> [Reading passage]
This is no exaggerated focus-on-a-single-victim scenario, this is a widespread situation all around the world for the bottom half of the population. My father lived in Africa for many years, where the situation is similar, if not worse.

Beyond a few days, there is no choice in India but to work. But even in the USA, but for direct social support (which will be leaky, not properly directed, and never adequate) there is a domino chain of economic activities which will fall down.

The restaurants are closed with their hourly workers, who cannot pay their rent or mortgages, which leads to the rentiers and the banks to suffer.

This is just one example, and this example extends to all spokes of economic networks.

The stocks are shattered, and if they are any reflection of the reality of the broader economic activity, we may be looking at a severe worldwide depression.

Today, headlines suggest 5 million jobs will be lost in the USA because of this shutdown. One has to take data of economists with some salt, but the effect is likely to be big.

This will have severe consequences on the well-being of humanity, both at the level of economics and life. Just anecdotal examples suggest that restaurant workers will not be paid beyond 15 days, personal gym trainers lost their earnings, and a startup I know of fired 20 per cent of its very large temporary employee base.

> [Task list]
(1) In the passage about the shutdown's economic effects, how many jobs do headlines suggest will be lost in the USA?
(2) Please output the passage about the shutdown's economic effects, starting at "Beyond a few" and ending at "of economic networks.".
(3) Continue the passage about the shutdown's economic effects from where it stops.
The records are separate material, unrelated to the passage about the shutdown's economic effects.

> [Dataset entries]
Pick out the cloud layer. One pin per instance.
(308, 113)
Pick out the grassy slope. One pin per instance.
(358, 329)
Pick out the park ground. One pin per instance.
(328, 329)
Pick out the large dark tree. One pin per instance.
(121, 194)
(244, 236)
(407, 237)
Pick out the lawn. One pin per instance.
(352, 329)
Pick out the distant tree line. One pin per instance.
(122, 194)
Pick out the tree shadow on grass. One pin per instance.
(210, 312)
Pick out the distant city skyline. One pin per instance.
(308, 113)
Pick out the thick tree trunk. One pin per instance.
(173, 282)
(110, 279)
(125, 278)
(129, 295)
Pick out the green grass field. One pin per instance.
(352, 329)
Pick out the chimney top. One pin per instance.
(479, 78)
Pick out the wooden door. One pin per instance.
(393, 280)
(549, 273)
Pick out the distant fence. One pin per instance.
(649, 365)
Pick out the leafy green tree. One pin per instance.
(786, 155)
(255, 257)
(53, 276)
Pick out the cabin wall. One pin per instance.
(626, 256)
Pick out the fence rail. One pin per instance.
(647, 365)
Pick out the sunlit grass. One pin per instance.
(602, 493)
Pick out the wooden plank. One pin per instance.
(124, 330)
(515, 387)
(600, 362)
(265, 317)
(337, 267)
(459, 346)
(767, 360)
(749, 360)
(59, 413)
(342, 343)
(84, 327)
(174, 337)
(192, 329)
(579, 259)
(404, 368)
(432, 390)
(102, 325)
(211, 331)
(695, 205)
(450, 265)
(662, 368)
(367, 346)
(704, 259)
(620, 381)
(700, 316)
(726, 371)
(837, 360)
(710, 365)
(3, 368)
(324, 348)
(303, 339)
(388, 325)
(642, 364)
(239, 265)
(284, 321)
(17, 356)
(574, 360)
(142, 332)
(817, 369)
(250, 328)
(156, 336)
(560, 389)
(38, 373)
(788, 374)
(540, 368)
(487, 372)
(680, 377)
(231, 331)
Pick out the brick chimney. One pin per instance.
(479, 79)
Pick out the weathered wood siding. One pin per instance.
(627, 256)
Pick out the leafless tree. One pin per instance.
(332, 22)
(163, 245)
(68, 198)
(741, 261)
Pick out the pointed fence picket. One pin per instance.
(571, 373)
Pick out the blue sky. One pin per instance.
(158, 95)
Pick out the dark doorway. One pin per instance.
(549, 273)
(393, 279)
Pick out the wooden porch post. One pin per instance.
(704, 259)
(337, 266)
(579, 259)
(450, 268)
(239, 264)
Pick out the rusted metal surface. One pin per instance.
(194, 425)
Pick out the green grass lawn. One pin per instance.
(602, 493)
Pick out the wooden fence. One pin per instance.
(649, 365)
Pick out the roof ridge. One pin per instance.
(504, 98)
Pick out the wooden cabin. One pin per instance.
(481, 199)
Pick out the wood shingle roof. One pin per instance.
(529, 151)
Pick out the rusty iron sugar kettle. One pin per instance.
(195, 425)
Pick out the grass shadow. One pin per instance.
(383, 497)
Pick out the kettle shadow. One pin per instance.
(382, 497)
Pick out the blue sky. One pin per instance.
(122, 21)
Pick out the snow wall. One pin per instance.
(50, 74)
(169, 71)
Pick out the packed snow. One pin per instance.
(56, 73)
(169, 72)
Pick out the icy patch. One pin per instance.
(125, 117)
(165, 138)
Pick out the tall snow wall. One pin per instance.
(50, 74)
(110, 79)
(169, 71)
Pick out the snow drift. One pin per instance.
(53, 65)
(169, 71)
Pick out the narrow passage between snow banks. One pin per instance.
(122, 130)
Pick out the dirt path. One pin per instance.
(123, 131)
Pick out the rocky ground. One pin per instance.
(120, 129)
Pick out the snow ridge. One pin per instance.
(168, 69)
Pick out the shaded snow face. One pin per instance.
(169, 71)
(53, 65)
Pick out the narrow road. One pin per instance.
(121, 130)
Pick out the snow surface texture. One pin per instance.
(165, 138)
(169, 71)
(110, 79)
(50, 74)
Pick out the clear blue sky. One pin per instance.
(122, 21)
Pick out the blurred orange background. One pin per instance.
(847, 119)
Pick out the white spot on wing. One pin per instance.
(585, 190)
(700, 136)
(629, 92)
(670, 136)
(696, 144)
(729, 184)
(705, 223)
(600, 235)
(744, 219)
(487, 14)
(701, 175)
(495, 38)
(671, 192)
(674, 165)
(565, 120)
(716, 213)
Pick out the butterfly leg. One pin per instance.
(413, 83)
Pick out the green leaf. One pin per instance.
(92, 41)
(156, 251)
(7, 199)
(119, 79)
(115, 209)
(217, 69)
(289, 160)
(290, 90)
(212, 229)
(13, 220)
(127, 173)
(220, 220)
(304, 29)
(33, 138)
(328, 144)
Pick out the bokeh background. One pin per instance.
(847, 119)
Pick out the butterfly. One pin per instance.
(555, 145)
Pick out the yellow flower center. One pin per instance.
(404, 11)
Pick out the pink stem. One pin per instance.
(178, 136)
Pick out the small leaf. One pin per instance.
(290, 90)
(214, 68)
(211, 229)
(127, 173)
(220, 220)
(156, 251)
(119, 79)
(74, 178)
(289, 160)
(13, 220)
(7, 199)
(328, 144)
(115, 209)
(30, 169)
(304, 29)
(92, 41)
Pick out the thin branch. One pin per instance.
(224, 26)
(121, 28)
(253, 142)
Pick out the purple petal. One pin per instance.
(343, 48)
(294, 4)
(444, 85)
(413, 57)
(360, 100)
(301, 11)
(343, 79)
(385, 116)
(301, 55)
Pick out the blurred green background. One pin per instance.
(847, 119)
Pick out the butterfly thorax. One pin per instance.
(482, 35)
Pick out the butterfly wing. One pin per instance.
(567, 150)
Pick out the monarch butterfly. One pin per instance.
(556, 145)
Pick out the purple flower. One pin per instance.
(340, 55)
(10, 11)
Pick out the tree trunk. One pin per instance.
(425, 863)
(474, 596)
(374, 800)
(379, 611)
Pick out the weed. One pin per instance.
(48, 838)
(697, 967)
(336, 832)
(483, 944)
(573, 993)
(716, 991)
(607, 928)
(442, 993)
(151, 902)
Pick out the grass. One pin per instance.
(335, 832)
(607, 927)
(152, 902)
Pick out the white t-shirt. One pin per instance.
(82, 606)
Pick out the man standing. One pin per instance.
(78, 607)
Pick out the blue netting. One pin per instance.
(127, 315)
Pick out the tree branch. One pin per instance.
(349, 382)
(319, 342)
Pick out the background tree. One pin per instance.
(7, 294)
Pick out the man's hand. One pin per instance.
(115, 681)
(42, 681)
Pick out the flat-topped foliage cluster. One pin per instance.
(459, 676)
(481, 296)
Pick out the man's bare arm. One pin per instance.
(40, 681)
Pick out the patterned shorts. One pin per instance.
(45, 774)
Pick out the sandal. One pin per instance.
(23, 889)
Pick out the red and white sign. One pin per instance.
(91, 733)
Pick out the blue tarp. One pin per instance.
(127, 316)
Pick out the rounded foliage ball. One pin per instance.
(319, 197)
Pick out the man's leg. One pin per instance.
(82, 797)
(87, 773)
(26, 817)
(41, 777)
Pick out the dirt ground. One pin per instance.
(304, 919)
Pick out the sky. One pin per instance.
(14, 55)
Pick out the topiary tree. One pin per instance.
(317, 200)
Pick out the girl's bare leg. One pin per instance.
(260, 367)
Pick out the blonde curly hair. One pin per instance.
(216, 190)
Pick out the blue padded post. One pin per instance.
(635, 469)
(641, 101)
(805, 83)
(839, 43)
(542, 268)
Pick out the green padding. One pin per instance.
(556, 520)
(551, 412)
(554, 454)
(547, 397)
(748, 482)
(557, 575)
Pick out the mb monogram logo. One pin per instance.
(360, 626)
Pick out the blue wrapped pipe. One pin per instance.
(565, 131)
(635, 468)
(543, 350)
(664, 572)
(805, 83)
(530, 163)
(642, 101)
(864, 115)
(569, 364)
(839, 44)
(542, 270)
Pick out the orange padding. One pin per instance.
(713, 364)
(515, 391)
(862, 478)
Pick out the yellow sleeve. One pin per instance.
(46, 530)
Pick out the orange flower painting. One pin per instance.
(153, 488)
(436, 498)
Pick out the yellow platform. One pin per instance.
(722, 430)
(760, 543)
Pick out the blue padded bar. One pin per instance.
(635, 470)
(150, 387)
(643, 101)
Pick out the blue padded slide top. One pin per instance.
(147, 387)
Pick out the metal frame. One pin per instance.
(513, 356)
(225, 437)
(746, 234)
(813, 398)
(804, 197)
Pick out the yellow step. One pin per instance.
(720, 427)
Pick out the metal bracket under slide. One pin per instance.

> [Task-by-task outputs]
(1) 5 million jobs.

(2)
Beyond a few days, there is no choice in India but to work. But even in the USA, but for direct social support (which will be leaky, not properly directed, and never adequate) there is a domino chain of economic activities which will fall down.

The restaurants are closed with their hourly workers, who cannot pay their rent or mortgages, which leads to the rentiers and the banks to suffer.

This is just one example, and this example extends to all spokes of economic networks.

(3)
Quarantines are purely class-based in most parts of the crowded world, where cheek-to-cheek living is the norm for the poorer classes.

How do you maintain social distancing in the shanties of Mumbai and the slums of Mexico City, even if you do not work?

They are trying to find the trail of an infected man who took a communal bath in his shanty in Mumbai, a bath used collectively by hundreds of people.

Provocatively, are we collecting herd immunity among the unwashed masses to protect the quarantined, the “tweeting us”?

This is all possibly bearable, and is probably welcome to prevent the collective suffering, if it is temporary, say a month or a bit more.

This is exactly what is needed if we could hammer it down. After all, Hubei in China has finally stopped having any more cases for 2 days in a row.

But if it is for much longer, then the effect of these policies also need to be properly weighed.

Just like the trolley dilemma, it is a difficult moral compass to navigate with.

For The Next Crisis, Lets Learn For Now

Although the WHO, CDC etc. have conveyed it accurately, many people have responded to the crisis, believing that they may themselves get the virus, be infected and be adversely affected.

Current data suggests that is highly unlikely for most people, but what it will prevent is a spread to the vulnerable population, which might get affected.

Flattening the exponential curve — the phrase has taken hold. A comparative perspective is necessary about fatality rates of normal flu, and novel flu viruses (again: 22,000 deaths per year in Italy, 16,000-61,000 deaths per year in the USA; H1N1 killing about 175,000 to 575,000 within one year in the world).

These numbers should be repeated alongside live tracking of deaths, which my alma mater Johns Hopkins Medicine, is admirably presenting, and which is lapped up by tweeting masses like a macabre sports display card — causing fear and panic without the appropriate context and perspective.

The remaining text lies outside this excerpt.